Beans generally are low glycemic index food which makes them excellent choices for patients with diabetes. Fiber, as well, plays an important role in regulating blood sugar levels.
These beans contain important antioxidants, among which is manganese. Antioxidants eradicate free radicals and minimize oxidative stress damage. Thus, they help improve the immune system and prevent various illnesses.
Lima beans can be used in soups, salads, stews, curries, and even as a side dish. You can be creative when it comes to using beans. You will simply reap exclusive health advantages no matter how you eat them.
Instant pot black beans
Black beans or as called sometimes black turtle beans are native to the Americas, but popular and used in various cuisines around the world. They are mostly used excessively in Mexican, American, Indian, Tamil, Maharashtrian, and Brazilian culinary traditions.
Black beans are densely textured and are very popular among vegetarians. The boiled water in which these beans are cooked is usually kept to be consumed as a soup spiced with other ingredients or to garnish other dishes.
According to the USDA, 86 grams of black beans contain the following nutrients:
- Energy: 114 kilocalories
- Protein: 7.62 g
- Fat: 0.46 g
- Carbohydrate: 20.39 g
- Fiber: 7.5 g
- Sugars: 0.28 g
- Calcium: 23 mg
- Iron: 1.81 mg
- Magnesium: 60 mg
- Phosphorus: 120 mg
- Potassium: 305 mg
- Sodium: 1 mg
- Zinc: 0.96 mg
- Thiamin: 0.21 mg
- Niacin: 0.434 mg
- Folate: 128 msg
- Vitamin K: 2.8 mg
Black beans also contain a significant number of phytonutrients such as saponins, anthocyanins, kaempferol, and quercetin, which possess antioxidant properties.

● **Your assignment**:
Write out the part of the text on beans that starts at "These beans contain" and ends at "Brazilian culinary traditions.", word for word. The records below are separate material, unrelated to the text on beans.

● **Supplied material**:
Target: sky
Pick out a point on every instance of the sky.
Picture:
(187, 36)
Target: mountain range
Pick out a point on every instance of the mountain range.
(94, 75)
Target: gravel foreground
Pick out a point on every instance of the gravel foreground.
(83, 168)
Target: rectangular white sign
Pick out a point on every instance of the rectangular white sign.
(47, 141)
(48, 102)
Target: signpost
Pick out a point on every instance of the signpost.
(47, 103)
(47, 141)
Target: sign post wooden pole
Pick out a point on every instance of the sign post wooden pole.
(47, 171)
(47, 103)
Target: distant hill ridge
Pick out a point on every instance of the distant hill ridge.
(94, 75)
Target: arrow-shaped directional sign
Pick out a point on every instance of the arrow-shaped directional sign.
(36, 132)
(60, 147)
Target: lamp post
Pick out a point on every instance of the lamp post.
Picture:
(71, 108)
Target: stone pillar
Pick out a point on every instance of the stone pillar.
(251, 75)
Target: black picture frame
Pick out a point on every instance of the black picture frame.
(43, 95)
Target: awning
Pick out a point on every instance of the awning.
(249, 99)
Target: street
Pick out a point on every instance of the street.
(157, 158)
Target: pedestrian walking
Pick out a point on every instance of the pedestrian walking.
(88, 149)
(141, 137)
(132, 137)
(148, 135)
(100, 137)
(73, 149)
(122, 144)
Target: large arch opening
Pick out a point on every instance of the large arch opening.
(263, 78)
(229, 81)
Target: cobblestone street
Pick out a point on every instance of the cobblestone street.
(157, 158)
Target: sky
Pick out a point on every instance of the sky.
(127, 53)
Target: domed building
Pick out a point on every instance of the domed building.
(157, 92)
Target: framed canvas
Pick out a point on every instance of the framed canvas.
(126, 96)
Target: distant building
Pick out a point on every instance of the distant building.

● **Answer for this exercise**:
These beans contain important antioxidants, among which is manganese. Antioxidants eradicate free radicals and minimize oxidative stress damage. Thus, they help improve the immune system and prevent various illnesses.
Lima beans can be used in soups, salads, stews, curries, and even as a side dish. You can be creative when it comes to using beans. You will simply reap exclusive health advantages no matter how you eat them.
Instant pot black beans
Black beans or as called sometimes black turtle beans are native to the Americas, but popular and used in various cuisines around the world. They are mostly used excessively in Mexican, American, Indian, Tamil, Maharashtrian, and Brazilian culinary traditions.